▶ _INFORMATION SHOWN_
◇ ◇ ◇ ◇ ◇

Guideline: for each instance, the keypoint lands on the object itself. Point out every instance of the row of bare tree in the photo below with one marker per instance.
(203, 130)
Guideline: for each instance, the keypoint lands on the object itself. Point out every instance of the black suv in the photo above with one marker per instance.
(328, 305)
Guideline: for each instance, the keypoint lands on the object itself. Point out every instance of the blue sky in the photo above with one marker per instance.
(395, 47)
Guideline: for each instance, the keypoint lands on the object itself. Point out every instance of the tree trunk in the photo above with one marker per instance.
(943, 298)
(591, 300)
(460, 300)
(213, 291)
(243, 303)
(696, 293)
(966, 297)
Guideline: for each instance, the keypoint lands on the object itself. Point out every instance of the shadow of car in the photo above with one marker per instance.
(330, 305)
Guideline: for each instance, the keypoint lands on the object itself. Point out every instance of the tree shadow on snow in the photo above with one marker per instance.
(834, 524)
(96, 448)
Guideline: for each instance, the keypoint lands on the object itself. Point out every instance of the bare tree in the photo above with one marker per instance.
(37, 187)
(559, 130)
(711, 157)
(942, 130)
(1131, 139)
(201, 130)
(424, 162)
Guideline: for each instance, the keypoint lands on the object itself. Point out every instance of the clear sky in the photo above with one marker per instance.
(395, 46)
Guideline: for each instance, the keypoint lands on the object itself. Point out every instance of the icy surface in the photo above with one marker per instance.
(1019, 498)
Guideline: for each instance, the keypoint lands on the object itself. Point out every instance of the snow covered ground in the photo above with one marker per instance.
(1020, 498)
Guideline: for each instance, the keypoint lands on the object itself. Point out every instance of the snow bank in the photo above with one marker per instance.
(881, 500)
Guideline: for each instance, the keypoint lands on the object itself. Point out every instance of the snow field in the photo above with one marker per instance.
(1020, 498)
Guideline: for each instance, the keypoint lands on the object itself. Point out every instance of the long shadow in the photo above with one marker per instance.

◇ ◇ ◇ ◇ ◇

▶ _PROBLEM TO WORK ON_
Rewrite the stretch of lines from the one containing "the icy surface" through the one containing "(1019, 498)" as a two-column CSV with the headers text and answer. Give one row for each text and its answer, with each value in a single quoted field and any line breaks turned into spaces.

▶ _FULL ANSWER_
text,answer
"Guideline: for each instance, the keypoint lands on the object itself. Point out every instance of the icy surface in the photo above with one marker per instance.","(1019, 498)"